Extrait du texte:
Autre exemple, la Grèce. En 2010, selon la Banque des Règlements Internationaux (BIS), le système bancaire allemand était exposé à la dette publique grecque à hauteur de 22,7 milliards de dollars, contre 15 milliards pour la France, loin devant le Royaume-Uni (3,4 milliards de dollars). L’Italie et l’Allemagne sont, par ailleurs, les principaux partenaires commerciaux de la Grèce. L’Allemagne a donc plus intérêt à « sauver » la Grèce que la France, et réciproquement, la Grèce a plus intérêt à se plier aux demandes de l’Allemagne pour conserver un partenaire important.
85% de l’excédent commercial de l’Allemagne viendraient de ses relations avec les autres pays de l’UE
Dans cette crise où priment les enjeux économiques, le pouvoir de négociation reflète à la fois la santé financière et le positionnement commercial des pays. Et, à ce jeu, l’Allemagne est avantagée. Les réformes dites Hartz qu’elle a menées au début des années 2000 ont permis à l’Allemagne de flexibiliser son marché du travail et de pratiquer une politique de désinflation compétitive en limitant la hausse des salaires réels. Les importants excédents commerciaux que l’Allemagne connaît aujourd’hui grâce à ses industries et aux services aux entreprises en sont les fruits, mais ils ont été réalisés au détriment des autres pays européens : selon l’IFRI, 85% de l’excédent commercial vient des relations avec les autres pays de l’UE [1]. Si le modèle allemand est si souvent montré en exemple, notamment en France, il n’en demeure pas moins que le très bas taux de chômage a comme contrepartie une fragilisation et une insatisfaction des travailleurs, qui devrait conduire à une revalorisation des salaires.
La balance commerciale de la France, au contraire, n’a cessé de se dégrader, reflétant une compétitivité-coût qui ne lui permet plus de faire jeu égal avec l’Allemagne et une spécialisation productive qui l’expose fortement à la concurrence internationale, notamment celle des pays émergents [2]. La politique économique de la France la place donc actuellement en situation de faiblesse par rapport à l’Allemagne. Les perspectives négatives des finances publiques et de la croissance françaises ne font que renforcer cette situation. Le 13 février 2012, l’Agence Moody’s a menacé à son tour de dégrader la note française à moyen terme. Ce dernier événement vient illustrer, une fois de plus, les différences de stratégie économique entre ces deux grands partenaires commerciaux et politiques.

Données fournies:
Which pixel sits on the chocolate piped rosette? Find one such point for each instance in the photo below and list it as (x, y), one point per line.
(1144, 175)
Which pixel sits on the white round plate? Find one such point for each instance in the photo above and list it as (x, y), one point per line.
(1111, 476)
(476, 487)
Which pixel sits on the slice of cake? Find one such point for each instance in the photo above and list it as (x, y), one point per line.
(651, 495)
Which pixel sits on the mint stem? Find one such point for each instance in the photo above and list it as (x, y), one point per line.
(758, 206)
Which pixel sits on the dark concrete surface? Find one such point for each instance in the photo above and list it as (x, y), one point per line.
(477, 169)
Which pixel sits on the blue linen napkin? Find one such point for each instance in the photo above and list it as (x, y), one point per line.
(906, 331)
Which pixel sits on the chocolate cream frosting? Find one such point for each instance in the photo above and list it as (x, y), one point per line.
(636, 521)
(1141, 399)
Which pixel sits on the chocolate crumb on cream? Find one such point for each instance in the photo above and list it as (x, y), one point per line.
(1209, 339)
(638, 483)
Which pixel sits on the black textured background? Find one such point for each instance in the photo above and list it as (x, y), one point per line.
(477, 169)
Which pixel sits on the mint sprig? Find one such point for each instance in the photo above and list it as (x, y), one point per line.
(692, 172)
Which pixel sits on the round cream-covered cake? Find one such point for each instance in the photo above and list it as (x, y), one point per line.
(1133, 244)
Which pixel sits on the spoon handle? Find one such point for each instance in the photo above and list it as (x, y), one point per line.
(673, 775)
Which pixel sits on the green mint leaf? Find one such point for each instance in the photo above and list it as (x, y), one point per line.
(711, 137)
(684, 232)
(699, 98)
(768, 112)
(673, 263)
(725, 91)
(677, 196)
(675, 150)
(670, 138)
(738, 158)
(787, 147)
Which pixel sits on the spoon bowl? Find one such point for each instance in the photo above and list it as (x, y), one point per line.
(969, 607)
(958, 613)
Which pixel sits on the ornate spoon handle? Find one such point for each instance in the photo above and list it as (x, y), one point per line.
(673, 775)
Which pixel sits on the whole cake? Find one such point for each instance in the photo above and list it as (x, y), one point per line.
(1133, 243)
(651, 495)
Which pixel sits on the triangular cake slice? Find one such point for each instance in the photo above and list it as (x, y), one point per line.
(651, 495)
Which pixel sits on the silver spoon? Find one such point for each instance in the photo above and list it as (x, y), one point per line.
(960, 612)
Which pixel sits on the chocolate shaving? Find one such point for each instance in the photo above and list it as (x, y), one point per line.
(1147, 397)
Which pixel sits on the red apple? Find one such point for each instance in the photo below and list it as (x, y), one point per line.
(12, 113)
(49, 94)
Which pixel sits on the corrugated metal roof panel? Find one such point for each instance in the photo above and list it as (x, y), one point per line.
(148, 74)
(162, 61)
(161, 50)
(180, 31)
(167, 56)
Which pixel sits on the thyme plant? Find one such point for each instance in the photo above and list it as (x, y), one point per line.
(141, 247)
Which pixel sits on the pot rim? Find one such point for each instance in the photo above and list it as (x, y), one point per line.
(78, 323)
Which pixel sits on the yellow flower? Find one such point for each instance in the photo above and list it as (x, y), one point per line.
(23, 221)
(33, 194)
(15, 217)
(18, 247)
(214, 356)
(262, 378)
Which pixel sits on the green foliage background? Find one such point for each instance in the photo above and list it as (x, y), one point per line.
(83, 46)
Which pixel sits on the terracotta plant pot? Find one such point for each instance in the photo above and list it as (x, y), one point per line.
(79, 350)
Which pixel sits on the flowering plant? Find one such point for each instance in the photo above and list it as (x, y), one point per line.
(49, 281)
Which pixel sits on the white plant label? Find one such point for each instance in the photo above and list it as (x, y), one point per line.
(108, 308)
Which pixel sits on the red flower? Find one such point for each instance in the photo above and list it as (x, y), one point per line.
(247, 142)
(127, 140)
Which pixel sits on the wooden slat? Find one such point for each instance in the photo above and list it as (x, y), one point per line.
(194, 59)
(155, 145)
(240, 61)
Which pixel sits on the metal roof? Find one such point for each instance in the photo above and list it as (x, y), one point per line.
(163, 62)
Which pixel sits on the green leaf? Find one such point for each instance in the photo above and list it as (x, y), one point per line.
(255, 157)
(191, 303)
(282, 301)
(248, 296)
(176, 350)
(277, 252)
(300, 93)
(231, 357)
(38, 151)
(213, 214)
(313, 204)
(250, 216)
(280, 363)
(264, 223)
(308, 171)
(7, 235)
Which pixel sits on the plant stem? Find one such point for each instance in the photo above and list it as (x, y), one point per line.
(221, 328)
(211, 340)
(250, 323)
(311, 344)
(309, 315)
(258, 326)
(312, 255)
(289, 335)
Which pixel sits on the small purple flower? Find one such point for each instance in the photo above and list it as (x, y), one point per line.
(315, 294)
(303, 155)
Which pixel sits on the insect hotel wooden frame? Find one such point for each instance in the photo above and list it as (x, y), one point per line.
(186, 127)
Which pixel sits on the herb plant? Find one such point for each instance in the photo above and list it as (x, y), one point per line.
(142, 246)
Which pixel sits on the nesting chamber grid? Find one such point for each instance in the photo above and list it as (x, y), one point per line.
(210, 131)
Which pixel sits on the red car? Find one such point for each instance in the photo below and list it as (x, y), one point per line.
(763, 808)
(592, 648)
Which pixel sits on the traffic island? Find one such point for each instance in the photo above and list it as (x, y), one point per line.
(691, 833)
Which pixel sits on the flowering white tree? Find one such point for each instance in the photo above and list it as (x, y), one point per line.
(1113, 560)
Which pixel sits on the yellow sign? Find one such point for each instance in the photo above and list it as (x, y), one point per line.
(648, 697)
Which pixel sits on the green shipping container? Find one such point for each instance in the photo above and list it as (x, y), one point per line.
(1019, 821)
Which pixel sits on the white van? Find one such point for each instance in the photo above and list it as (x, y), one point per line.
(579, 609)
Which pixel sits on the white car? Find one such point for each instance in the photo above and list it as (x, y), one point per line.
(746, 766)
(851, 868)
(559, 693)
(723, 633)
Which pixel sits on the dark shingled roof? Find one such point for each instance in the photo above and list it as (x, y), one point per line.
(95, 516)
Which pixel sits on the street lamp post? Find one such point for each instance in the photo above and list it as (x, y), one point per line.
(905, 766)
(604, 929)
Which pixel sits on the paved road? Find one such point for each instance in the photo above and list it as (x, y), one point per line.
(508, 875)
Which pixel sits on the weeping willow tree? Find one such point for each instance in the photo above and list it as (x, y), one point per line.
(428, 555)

Tâches demandées:
(A) D'après l'extrait du texte, à quelle hauteur le système bancaire allemand était-il exposé à la dette publique grecque en 2010 ?
(B) Transcrivez l'extrait du texte à partir de « La balance commerciale » jusqu'à « commerciaux et politiques. » inclus.

Réponses:
(A) À hauteur de 22,7 milliards de dollars.

(B)
La balance commerciale de la France, au contraire, n’a cessé de se dégrader, reflétant une compétitivité-coût qui ne lui permet plus de faire jeu égal avec l’Allemagne et une spécialisation productive qui l’expose fortement à la concurrence internationale, notamment celle des pays émergents [2]. La politique économique de la France la place donc actuellement en situation de faiblesse par rapport à l’Allemagne. Les perspectives négatives des finances publiques et de la croissance françaises ne font que renforcer cette situation. Le 13 février 2012, l’Agence Moody’s a menacé à son tour de dégrader la note française à moyen terme. Ce dernier événement vient illustrer, une fois de plus, les différences de stratégie économique entre ces deux grands partenaires commerciaux et politiques.